** start of DATASET RECORDS **

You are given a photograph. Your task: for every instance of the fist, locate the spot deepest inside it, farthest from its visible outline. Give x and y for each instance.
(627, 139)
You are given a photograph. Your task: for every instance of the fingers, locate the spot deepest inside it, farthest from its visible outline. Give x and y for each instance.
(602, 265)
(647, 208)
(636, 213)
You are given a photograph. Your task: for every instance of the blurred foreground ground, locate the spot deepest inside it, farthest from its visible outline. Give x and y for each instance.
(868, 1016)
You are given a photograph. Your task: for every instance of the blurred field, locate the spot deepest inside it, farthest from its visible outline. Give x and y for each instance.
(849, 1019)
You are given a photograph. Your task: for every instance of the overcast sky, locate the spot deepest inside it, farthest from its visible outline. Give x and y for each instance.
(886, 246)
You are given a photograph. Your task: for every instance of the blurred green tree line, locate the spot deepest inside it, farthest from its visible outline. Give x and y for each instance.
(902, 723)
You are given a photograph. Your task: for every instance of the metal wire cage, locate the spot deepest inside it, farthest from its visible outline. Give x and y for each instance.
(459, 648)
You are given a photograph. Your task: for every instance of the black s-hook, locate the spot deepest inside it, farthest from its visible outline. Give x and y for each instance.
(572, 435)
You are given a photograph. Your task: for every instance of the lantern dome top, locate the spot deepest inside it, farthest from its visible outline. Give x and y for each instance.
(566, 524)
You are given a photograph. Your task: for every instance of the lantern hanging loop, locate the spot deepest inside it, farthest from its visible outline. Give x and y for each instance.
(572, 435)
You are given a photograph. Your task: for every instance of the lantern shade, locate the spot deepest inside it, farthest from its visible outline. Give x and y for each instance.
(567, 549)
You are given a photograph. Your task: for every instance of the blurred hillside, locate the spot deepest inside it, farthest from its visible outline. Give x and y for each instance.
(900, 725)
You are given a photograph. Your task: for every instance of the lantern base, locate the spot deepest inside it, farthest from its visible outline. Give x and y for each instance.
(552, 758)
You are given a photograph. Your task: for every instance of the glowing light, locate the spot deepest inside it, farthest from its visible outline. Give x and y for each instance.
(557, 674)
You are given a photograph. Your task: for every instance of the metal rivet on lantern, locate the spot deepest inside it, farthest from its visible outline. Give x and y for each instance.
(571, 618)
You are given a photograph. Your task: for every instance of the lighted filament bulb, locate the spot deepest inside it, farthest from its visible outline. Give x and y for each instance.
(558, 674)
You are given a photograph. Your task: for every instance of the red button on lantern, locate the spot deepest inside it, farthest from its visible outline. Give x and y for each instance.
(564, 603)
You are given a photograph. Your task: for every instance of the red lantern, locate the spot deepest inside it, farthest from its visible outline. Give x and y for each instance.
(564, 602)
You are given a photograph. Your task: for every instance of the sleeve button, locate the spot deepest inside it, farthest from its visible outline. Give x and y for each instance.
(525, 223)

** end of DATASET RECORDS **

▶ **THE TASK**
Starting with the line containing "red lantern, locate" and going on through the last line of the rows above, give those lines as a JSON list of strings, one string per line, with blank lines left out.

▶ **THE RESULT**
[
  "You are given a photograph. Your task: for every instance of the red lantern, locate the spot deepest inside it, farthest from its visible outline. Give x and y for each instance.",
  "(564, 602)",
  "You are given a photograph. Your task: for every instance of the sleeve button, locate the spot deepest inside it, farthest from its visible outline. Give x and y for each instance.",
  "(525, 223)"
]